(Dataset rows)
★ ★ ★ ★

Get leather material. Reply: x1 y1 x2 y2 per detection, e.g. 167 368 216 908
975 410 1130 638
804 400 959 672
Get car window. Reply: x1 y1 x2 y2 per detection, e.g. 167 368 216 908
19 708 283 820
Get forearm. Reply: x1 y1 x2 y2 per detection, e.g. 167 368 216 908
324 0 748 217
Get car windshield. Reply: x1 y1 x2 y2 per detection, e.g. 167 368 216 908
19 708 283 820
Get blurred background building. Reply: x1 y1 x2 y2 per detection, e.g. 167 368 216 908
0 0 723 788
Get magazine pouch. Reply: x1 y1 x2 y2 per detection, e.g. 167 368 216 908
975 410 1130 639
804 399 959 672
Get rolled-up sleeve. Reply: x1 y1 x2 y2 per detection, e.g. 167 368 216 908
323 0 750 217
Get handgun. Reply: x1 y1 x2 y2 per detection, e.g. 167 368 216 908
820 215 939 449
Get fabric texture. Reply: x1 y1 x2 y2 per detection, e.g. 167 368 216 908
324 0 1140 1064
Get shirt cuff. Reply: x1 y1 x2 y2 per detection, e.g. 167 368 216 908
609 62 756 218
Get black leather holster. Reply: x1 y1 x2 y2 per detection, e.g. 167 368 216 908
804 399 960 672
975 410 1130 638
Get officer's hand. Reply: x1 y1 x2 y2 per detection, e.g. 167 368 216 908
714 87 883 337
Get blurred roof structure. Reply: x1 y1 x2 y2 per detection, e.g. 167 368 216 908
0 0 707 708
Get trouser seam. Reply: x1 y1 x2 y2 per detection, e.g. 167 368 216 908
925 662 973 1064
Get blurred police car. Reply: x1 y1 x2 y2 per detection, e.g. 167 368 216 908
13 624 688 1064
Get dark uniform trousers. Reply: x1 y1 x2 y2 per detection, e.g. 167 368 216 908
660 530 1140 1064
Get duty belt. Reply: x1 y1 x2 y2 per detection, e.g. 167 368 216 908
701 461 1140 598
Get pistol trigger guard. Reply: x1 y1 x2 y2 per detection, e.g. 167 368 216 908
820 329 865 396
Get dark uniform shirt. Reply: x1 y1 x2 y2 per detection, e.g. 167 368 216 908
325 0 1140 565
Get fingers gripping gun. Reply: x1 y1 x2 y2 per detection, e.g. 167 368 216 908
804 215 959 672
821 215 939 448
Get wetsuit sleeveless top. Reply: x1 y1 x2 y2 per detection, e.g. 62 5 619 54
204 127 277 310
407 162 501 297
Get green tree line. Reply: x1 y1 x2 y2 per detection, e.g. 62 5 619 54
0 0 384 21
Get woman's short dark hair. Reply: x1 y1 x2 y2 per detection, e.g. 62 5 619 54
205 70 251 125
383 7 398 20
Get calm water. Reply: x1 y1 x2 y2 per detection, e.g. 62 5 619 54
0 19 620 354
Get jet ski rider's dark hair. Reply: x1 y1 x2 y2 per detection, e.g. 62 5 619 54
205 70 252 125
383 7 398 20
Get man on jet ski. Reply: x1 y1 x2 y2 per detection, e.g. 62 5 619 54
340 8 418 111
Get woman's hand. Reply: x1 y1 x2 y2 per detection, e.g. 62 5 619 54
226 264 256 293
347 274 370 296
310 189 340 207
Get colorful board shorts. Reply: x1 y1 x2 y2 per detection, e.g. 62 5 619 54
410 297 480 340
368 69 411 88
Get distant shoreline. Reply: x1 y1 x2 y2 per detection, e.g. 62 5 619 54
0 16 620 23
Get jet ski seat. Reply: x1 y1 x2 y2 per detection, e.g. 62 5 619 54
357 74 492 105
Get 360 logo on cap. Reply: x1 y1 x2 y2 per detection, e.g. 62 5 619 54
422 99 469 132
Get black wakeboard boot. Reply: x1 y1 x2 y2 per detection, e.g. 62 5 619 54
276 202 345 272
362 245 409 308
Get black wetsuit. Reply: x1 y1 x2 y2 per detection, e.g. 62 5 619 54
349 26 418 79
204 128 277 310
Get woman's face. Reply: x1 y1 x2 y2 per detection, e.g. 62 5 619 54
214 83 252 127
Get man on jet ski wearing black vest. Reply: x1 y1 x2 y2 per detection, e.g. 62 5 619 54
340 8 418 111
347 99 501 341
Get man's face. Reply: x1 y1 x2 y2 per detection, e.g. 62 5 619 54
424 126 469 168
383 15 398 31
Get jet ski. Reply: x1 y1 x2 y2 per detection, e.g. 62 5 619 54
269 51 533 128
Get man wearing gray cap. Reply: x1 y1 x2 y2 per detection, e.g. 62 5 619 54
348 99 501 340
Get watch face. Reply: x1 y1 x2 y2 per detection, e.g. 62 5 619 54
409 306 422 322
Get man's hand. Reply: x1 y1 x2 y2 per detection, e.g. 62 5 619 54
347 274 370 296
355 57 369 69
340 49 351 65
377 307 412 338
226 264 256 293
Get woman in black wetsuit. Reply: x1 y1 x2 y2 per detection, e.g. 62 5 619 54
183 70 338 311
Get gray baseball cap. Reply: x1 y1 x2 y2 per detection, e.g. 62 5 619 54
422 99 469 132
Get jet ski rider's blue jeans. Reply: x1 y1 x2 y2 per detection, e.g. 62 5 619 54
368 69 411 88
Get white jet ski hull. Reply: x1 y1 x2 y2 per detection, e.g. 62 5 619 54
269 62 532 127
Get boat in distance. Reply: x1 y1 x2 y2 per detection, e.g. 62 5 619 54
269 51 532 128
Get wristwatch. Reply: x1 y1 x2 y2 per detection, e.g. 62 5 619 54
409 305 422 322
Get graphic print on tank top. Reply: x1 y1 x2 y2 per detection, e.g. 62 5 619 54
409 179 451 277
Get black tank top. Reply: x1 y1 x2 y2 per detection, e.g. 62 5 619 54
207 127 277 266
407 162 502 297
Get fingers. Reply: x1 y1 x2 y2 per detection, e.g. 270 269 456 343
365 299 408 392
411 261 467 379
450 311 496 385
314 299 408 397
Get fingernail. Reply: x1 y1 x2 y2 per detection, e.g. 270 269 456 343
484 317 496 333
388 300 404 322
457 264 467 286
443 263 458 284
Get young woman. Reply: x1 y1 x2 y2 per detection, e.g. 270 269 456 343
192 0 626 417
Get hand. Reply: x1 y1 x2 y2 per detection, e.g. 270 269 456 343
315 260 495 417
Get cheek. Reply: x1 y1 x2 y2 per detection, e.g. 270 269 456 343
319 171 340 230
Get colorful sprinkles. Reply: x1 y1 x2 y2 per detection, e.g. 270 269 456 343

★ ★ ★ ★

• PROBLEM DETAILS: Copy the entries above verbatim, from the line with "Get black leather" to the line with "714 87 883 337", including both of those lines.

• FINISHED EXERCISE:
Get black leather holster. Reply: x1 y1 x2 y2 per detection, e.g. 167 368 216 908
804 399 960 672
975 410 1130 638
Get officer's hand. Reply: x1 y1 x2 y2 per detection, e.g. 167 368 216 908
714 87 883 337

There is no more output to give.